Extracted data entries »
—————

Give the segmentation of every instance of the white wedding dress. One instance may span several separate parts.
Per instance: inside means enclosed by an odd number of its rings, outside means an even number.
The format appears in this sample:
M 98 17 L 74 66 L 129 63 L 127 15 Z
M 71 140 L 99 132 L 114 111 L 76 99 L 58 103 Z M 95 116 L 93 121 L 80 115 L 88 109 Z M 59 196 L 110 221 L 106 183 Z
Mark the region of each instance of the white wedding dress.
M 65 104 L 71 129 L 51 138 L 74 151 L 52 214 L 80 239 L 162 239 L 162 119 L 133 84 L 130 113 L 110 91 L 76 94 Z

—————

Exercise requirements » Rewrite the lines of the data above as a numbered list, leaving out any blank lines.

Output for this task »
1. Give the segmentation of every instance of the white wedding dress. One instance may span several separate parts.
2. Per instance: inside means enclosed by an odd number of its rings, outside means an even number.
3. The format appears in this sample:
4. M 98 17 L 74 66 L 129 63 L 127 15 Z
5. M 71 140 L 99 132 L 114 111 L 76 99 L 58 103 Z M 95 116 L 93 121 L 80 115 L 88 109 Z M 59 196 L 110 221 L 106 183 Z
6. Mark the region of each instance of the white wedding dress.
7. M 65 104 L 71 129 L 51 138 L 74 151 L 52 214 L 80 239 L 162 239 L 162 119 L 133 84 L 130 113 L 110 91 L 76 94 Z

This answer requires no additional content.